_Extrait à lire:_
+ + +

JYB a écrit:Sauf que l'éditeur qui voudra faire ça aura beaucoup de fil à retordre :Cabarezalonzo a écrit:Ça fait du grain à moudre pour Fordis ou d'autres éditeurs, s'ils veulent s'en donner la peine.
- ...
- les récits risquent d'être dépassés d'un point de vue documentaire ; de nos jours, on a accès à tant de sources qu'ils paraîtront pauvres ou éventuellement mal documentés.
JYB a écrit:Au sujet de l'éventualité de la publication en albums, de nos jours, des histoires documentaires écrites par JM Charlier autrefois (dans Spirou - Oncle Paul -, dans Bonnes Soirées - Histoire Vivante - et enfin dans Pistolin - Les grands noms de l'histoire de France), voici un cas de figure intéressant qui illustre les quelques réticences que j'ai listées plus haut.
Octave Joly a écrit le scénario d'un Oncle Paul intitulé Saïd, ami fidèle, publié dans Spirou n°711 du 29 novembre 1951. Cela raconte l'amitié entre Saïd, vice-roi d'Egypte, et Ferdinand de Lesseps (consul de France en Egypte, futur constructeur du canal de Suez). Cette histoire, dessinée par MiTacq, figure dans l'album n°3 des Oncle Paul que s'est procuré récemment marone222 et dont il nous a montré ici la page des titres (c'est la seule histoire de l'album écrite par Joly, les autres histoires le sont par Charlier).
Or, l'histoire de l'amitié entre Saïd et de Lesseps a été racontée plus tard par Charlier, dans Pistolin (n°6 d'avril 1955). Les dessins sont cette fois d'Uderzo. C'est la même histoire, et grosso modo le même découpage, à quelques variantes près car Charlier a par exemple donné des détails dans certaines séquences. C'est même étrange car dans les dialogues et dans les récitatifs, il y a parfois les mêmes expressions, les mêmes mots... Charlier aurait-il copié sur Joly...?
Problème : certains faits sont racontés différemment, dans la version Charlier et dans la version Joly. Lequel des deux a raison ? Qui dit vrai ? Je ne suis pas allé jusqu'à lire en détail dans ma documentation la vie réelle de Lesseps pour le savoir ; mais ces différences posent question : un des deux scénaristes s'est trompé...

+ + +

_Consigne donnée a:_
D'après l'extrait à lire, qui a dessiné la version de l'histoire de Saïd et de Lesseps publiée dans Pistolin ?

+ + +

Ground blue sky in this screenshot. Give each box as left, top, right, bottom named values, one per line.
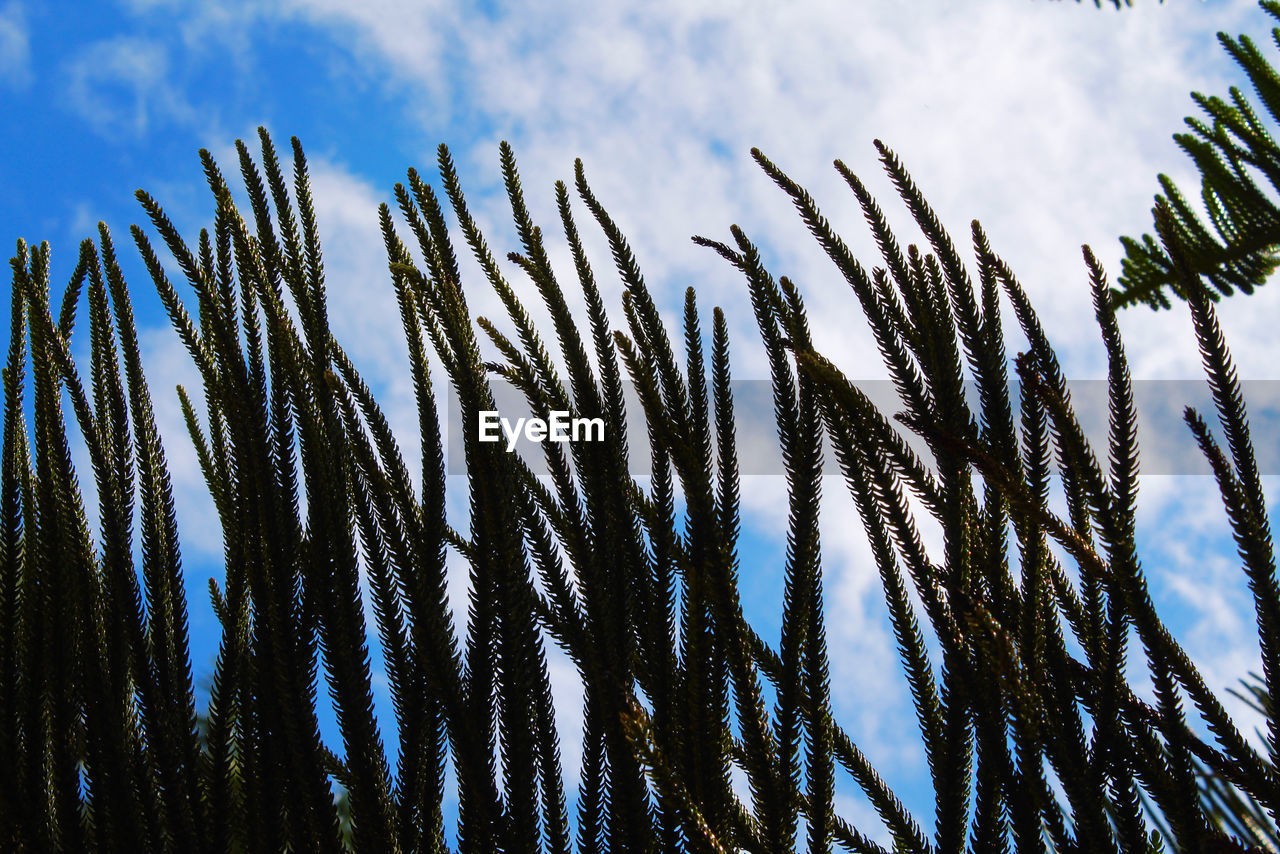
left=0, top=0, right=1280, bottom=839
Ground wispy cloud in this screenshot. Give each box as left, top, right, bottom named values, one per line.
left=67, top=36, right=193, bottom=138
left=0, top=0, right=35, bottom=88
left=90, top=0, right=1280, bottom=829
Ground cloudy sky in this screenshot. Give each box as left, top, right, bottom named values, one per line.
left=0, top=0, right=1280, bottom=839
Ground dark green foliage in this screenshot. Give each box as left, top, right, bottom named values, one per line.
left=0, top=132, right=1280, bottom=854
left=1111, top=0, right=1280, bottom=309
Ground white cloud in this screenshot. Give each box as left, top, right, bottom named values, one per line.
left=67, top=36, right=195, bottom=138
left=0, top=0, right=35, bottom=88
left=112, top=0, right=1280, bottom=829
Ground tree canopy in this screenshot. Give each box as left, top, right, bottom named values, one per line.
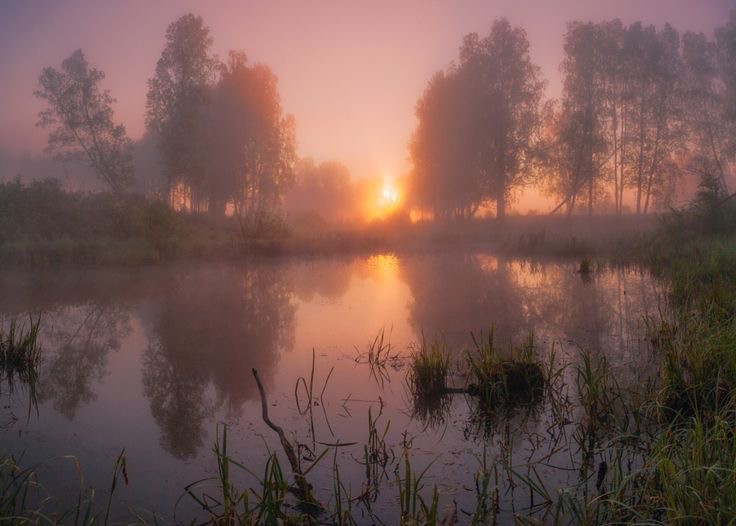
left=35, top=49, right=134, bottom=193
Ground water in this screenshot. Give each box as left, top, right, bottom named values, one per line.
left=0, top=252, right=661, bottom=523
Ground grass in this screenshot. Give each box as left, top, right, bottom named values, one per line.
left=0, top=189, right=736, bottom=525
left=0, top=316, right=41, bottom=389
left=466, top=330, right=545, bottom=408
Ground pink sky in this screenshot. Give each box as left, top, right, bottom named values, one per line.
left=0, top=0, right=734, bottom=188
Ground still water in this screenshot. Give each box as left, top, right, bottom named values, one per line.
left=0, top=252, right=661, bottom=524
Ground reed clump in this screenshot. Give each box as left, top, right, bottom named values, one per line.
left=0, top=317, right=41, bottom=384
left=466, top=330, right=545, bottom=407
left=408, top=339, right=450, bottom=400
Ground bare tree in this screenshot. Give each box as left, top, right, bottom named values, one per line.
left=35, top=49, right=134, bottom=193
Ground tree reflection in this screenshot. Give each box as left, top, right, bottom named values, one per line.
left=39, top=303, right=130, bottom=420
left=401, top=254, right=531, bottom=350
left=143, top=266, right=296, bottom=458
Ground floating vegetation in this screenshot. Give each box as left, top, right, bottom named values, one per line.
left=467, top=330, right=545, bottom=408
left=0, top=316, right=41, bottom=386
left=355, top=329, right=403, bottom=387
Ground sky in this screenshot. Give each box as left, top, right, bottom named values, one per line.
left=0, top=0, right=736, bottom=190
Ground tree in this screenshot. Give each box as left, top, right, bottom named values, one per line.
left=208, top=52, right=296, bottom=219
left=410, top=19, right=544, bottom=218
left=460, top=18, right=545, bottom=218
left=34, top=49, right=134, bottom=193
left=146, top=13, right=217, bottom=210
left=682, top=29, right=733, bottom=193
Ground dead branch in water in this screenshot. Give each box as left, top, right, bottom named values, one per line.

+ + +

_Consigne donnée b:_
Recopiez à l'identique, s'il vous plaît, la partie des entrées qui s'ouvre sur la ligne contenant « Ground still water » et se ferme sur la ligne contenant « left=143, top=266, right=296, bottom=458 », ces deux lignes comprises, et rien d'autre.

_Résultat obtenu a:_
Uderzo.

_Résultat obtenu b:_
Ground still water in this screenshot. Give each box as left, top, right, bottom named values, one per line.
left=0, top=252, right=661, bottom=524
Ground reed clump in this screenshot. Give each box as left, top, right, bottom named values, one per line.
left=0, top=317, right=41, bottom=384
left=466, top=330, right=545, bottom=407
left=408, top=339, right=450, bottom=400
Ground bare tree in this screenshot. Give each box as left, top, right, bottom named values, one per line.
left=35, top=49, right=134, bottom=193
Ground tree reflection in this screenshot. Give each box as left, top, right, bottom named values, one per line.
left=39, top=303, right=130, bottom=420
left=401, top=254, right=531, bottom=350
left=143, top=266, right=296, bottom=458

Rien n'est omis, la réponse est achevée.